**** Given records ****

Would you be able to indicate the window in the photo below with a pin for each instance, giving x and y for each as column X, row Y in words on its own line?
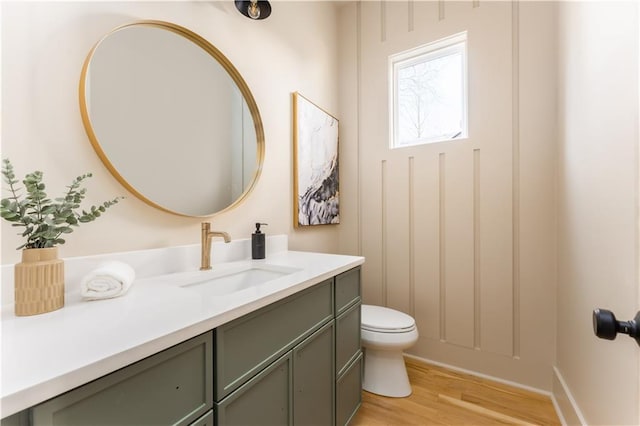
column 429, row 93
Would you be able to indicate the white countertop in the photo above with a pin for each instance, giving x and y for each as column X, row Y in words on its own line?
column 46, row 355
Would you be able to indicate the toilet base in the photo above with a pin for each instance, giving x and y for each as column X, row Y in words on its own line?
column 385, row 373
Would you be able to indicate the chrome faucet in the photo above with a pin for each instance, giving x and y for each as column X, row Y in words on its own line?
column 206, row 235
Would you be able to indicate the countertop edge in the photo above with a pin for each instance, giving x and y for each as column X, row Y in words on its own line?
column 47, row 389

****

# Short task:
Transcribe all of the items above word for word, leaving out the pictures.

# Written response:
Would you be able to indicate the window in the photo below with a pin for each instance, giving x and y for each as column X, row Y in words on its own line?
column 429, row 93
Would you be able to indicate the white countertop in the photo above with a pin for each instance, giving x and y for each as column X, row Y in words on its own line?
column 46, row 355
Would you be able to indicate the toilet base in the photo above with a pin for each instance, giving x and y for each as column X, row Y in words on its own line?
column 385, row 373
Would you be able to indicate the chrome faucet in the photo above with a pin for each instance, giving x and y for each as column X, row Y in words on its own line?
column 206, row 235
Would you be able to indicate the countertop edge in the photo above with a pin for each instance, giving x and y for each as column X, row Y in words on its own line?
column 47, row 389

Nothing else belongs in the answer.